TEXT:
America once produced enough domestic oil to provide cheap gas and even to export surplus resources and build our economy but those days are over. Exporting our dollars leaves less money available to invest in our infrastructure or even to invest in other sources of wealth. In contrast, China with whom we have a record $233B trade deficit, recently secured control over one of the world’s largest copper mines in Afghanistan.

Copper is a necessary component in the production of electricity along with magnets. China is estimated to hold 98% of the world’s neodymium reserves used in the production of high gauss magnets critical to the production of electricity. It would be fair to speculate that China is heavily vested in energy production.

The US is the largest oil consumer in the world and with domestic production drying up it is no wonder that our trade imbalance is so high. Presently, at an average of 27 gallons per day per soldier, the Pentagon accounts for the largest percentage of oil consumption spending $14M per day or over $5B a year just to stay in Iraq. Estimates indicate that the US military consumes as much oil as it liberates occupying Iraq.

It is worth noting that our defense systems are heavily dependent upon magnets as well as oil. Every fighter jet, weapons and guidance system, humvee and hand held communications device requires magnets, most of which are gotten directly or indirectly from China

So sorry is our dependence upon foreign oil that Russia, which now produces much more power than it consumes, is now outpacing the US on strategic energy alliances. Our dependence has greatly weakened our standing around the globe.

Oil company profits are at record highs, averaging $1,300 per second while consumers are paying record highs at the pump. One consequence of this demand on our pocketbooks is that our consumption has dropped which induced a record 5.7% drop in imports last March. This resulted in a .3% greater than expected increase in economic growth according to the US Department of Commerce.

Certainly .3% is not a lot but it is something and demonstrates the importance of if not having a trade surplus at least balancing imports and exports. Coos County suffers from a trade deficit as well and exporting our dollars instead of localizing them has the county labeled as economically distressed and suffering from high unemployment.

Like the national statistics this impaired spending may force us to consume less or rethink ways of keeping our dollars local. Obviously, one way is to use less energy or start producing energy locally. Small things can make a difference. Last March during Earth Hour communities around the globe participated by turning off lights and appliances for one hour and in Sydney, Australia it amounted to a 10% reduction in energy use across the city. Here in Coquille the only house dark during the hour as we walked around was mine and a friend’s.

Our economy will force us into conservation but we can also voluntarily take daily small steps toward local economic independence and environmental responsibility. Walk or ride a bike whenever possible. Turn off your lights and refrigerator for an hour each day. Buy locally grown produce that isn’t shipped and imported from outside the county. We need to keep our dollars local.

Scrap copper worth its weight in copper

The price of copper is rising due in no small part to the increase in power generation. Foreclosed on homes are being gutted of copper pipes and sold at scrap and then exported to, yup, you guessed it, China.

scrap copper sells for about $3.50 a pound — against 70 cents just three years ago.

He and other scrap traders estimate that more than 80 percent of recycled copper is exported to China and India.

Warren Gelman, president of merchant broker Kataman Metals Inc in St Louis, Missouri, said illegal trade is just a small fraction of the scrap metals business.

TASK INPUTS:
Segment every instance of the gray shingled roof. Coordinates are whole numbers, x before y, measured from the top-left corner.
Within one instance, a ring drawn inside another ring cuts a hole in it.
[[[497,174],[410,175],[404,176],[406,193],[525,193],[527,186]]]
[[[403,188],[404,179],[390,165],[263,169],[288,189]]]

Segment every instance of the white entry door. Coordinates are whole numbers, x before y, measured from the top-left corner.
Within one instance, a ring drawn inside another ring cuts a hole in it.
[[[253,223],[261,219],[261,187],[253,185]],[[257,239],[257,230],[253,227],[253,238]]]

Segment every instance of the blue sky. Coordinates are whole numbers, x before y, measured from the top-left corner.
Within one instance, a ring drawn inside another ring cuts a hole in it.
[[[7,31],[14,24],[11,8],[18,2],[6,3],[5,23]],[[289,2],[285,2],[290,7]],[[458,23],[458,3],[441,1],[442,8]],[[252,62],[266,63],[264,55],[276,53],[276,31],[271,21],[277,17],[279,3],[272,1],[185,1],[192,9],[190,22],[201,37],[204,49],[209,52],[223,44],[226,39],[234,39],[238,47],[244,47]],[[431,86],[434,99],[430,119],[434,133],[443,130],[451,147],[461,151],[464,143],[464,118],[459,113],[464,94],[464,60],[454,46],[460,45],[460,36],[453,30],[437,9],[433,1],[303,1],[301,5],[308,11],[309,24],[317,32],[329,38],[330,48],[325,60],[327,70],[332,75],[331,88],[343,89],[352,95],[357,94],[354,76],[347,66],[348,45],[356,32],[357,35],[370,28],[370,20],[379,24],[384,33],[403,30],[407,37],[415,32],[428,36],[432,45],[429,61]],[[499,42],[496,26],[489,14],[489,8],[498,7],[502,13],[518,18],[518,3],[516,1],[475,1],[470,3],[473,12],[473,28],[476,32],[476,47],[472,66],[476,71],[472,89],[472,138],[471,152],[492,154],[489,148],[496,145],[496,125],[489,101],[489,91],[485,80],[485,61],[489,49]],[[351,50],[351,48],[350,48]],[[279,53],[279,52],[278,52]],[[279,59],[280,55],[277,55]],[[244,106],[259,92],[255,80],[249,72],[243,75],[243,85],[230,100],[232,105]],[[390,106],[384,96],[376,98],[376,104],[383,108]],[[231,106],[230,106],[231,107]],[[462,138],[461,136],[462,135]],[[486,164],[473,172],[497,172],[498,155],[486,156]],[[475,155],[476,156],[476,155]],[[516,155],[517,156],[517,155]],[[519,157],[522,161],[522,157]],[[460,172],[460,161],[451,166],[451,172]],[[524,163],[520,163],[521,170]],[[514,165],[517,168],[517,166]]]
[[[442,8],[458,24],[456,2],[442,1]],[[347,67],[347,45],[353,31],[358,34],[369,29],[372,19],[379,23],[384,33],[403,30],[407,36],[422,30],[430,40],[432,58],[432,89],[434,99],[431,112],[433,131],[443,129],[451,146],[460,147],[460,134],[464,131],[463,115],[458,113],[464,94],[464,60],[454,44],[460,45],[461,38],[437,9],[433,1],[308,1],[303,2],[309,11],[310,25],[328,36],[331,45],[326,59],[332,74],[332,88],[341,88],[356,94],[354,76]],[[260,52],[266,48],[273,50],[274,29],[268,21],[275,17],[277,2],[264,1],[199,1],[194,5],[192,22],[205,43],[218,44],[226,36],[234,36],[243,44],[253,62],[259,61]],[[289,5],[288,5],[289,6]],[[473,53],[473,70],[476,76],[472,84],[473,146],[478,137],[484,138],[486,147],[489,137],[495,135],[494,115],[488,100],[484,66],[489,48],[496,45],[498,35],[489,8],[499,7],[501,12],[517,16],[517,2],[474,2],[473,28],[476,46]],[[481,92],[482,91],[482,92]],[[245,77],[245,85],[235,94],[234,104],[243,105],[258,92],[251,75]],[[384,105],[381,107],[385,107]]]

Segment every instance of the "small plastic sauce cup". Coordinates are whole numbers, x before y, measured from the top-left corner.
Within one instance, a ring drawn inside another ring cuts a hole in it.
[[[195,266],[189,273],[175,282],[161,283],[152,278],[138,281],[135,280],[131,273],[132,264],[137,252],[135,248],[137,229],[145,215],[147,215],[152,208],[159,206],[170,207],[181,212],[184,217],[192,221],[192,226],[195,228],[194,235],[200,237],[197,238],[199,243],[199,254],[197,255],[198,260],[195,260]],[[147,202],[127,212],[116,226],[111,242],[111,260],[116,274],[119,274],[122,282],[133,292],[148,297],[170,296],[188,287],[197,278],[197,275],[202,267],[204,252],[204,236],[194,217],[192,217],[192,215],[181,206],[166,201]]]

INSTRUCTION 1: Using the energy article, explain why US oil imports fell by a record amount last March.
INSTRUCTION 2: Count how many lines of the entries contain the word "from".
The energy article and the entries are two separate pieces of material with no link between them.

RESPONSE 1: With oil company profits at record highs, consumers were paying record prices at the pump, and this strain on their pocketbooks made them use less oil. That drop in consumption led to a record 5.7% fall in imports last March.

RESPONSE 2: 4